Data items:
★ ★ ★ ★ ★ ★ ★

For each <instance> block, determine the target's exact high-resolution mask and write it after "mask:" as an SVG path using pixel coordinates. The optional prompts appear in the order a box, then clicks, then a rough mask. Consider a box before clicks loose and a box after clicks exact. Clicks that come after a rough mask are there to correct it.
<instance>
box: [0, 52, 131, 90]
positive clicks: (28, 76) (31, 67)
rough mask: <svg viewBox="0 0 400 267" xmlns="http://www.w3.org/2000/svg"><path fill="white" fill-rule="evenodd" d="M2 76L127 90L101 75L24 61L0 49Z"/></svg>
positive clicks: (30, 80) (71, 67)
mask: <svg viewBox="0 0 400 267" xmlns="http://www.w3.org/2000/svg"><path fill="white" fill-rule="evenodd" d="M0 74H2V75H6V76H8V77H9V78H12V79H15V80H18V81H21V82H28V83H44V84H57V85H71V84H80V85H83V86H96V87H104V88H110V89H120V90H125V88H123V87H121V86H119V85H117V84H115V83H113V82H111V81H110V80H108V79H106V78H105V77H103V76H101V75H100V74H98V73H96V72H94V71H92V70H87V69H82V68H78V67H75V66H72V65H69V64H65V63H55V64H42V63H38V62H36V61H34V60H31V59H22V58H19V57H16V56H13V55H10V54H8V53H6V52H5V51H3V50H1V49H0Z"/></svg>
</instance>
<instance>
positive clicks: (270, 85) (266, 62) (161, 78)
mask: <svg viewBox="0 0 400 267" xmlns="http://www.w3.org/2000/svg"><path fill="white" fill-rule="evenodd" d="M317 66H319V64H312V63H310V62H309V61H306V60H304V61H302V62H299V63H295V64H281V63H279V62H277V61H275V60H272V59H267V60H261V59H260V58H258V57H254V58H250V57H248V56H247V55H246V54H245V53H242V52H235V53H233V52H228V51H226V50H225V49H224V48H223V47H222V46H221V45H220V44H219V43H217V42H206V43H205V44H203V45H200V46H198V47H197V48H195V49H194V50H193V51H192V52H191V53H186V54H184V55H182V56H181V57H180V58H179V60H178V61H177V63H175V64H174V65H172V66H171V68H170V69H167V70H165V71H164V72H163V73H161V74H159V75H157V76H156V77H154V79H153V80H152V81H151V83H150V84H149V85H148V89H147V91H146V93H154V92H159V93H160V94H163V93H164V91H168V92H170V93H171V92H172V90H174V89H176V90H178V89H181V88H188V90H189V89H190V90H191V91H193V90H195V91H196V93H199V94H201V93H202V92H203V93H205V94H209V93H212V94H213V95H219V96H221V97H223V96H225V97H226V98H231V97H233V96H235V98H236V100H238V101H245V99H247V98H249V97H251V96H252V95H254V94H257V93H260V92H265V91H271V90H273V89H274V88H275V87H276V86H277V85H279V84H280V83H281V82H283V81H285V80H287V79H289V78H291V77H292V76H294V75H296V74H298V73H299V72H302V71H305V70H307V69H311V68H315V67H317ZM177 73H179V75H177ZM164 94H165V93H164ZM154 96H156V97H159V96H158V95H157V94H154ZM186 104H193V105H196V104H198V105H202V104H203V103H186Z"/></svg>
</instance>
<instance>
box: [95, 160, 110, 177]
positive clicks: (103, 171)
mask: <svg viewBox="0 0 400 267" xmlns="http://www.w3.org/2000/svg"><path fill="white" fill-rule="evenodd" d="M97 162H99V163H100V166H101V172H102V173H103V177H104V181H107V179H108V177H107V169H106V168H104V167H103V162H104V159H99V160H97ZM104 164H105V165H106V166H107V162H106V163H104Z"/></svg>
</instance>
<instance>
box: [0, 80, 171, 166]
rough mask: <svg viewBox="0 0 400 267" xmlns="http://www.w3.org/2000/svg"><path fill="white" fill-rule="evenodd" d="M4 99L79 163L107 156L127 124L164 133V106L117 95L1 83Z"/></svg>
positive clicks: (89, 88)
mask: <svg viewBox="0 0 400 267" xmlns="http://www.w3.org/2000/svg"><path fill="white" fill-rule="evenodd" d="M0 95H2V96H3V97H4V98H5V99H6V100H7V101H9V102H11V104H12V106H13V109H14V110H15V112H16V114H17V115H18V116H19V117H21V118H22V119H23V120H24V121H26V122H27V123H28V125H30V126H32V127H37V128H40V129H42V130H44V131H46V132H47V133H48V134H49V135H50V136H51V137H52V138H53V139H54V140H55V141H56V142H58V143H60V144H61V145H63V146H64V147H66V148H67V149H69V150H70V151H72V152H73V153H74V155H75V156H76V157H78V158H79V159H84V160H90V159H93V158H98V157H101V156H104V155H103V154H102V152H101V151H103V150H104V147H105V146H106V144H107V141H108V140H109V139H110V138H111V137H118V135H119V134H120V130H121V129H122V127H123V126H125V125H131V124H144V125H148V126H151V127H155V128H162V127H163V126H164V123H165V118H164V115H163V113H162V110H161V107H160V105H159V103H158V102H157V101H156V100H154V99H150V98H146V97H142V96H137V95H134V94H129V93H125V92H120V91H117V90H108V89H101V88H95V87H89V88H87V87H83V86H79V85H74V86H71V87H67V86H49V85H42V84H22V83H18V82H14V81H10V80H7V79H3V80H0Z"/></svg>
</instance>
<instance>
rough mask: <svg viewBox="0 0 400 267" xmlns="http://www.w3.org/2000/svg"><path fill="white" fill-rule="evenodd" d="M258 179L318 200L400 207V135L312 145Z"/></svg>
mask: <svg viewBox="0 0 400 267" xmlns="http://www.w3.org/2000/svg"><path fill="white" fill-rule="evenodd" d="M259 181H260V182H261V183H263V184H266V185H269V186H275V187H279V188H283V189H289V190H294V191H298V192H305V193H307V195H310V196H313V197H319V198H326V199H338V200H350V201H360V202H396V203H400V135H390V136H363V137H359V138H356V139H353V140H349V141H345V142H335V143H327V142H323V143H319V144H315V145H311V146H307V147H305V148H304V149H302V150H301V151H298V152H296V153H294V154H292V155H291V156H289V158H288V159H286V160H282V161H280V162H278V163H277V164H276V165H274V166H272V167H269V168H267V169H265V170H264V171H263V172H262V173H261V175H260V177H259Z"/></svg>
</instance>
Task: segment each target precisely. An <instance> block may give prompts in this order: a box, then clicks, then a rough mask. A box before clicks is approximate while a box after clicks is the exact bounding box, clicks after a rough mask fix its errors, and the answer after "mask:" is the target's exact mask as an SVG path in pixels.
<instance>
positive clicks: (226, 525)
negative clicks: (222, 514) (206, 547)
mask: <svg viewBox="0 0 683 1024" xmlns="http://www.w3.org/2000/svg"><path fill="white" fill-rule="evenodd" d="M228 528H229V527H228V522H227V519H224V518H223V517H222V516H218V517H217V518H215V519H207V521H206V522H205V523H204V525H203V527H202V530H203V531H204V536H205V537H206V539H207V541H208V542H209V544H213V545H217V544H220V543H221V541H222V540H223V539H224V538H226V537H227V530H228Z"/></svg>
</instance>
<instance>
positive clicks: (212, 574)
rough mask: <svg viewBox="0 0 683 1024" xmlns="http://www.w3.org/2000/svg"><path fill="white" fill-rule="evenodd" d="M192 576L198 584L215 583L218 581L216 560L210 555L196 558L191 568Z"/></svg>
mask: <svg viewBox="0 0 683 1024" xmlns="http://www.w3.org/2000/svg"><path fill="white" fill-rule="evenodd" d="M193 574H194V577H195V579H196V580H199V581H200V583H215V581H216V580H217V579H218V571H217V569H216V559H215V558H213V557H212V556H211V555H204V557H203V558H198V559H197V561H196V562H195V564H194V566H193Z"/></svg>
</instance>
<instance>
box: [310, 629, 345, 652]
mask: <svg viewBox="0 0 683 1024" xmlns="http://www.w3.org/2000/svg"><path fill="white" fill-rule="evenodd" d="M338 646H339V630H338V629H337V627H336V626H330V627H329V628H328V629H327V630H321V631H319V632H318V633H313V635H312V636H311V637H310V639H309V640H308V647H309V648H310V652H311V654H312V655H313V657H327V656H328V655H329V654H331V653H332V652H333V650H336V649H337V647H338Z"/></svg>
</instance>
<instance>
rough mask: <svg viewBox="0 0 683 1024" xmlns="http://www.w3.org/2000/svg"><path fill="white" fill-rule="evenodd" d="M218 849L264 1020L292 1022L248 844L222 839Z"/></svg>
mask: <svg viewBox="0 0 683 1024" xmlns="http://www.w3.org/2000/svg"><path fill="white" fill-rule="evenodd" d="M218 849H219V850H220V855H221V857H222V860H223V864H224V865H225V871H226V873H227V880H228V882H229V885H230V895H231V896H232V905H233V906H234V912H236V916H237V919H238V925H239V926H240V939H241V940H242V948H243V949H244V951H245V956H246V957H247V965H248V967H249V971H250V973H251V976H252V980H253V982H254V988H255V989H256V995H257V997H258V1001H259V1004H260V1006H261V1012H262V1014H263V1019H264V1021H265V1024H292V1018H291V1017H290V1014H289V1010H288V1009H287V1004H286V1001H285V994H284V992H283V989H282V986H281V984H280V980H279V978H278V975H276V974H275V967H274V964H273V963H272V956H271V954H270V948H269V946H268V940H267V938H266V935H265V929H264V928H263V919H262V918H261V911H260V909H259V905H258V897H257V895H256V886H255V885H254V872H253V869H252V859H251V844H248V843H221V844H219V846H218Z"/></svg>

★ ★ ★ ★ ★ ★ ★

### PROBLEM DESCRIPTION
Please pull out every line in the entries above that contains the word "positive".

### PROBLEM SOLUTION
positive clicks: (28, 76) (31, 67)
positive clicks: (30, 80) (71, 67)
positive clicks: (270, 85) (266, 62) (161, 78)
positive clicks: (103, 171)
positive clicks: (89, 88)
positive clicks: (226, 525)
positive clicks: (212, 574)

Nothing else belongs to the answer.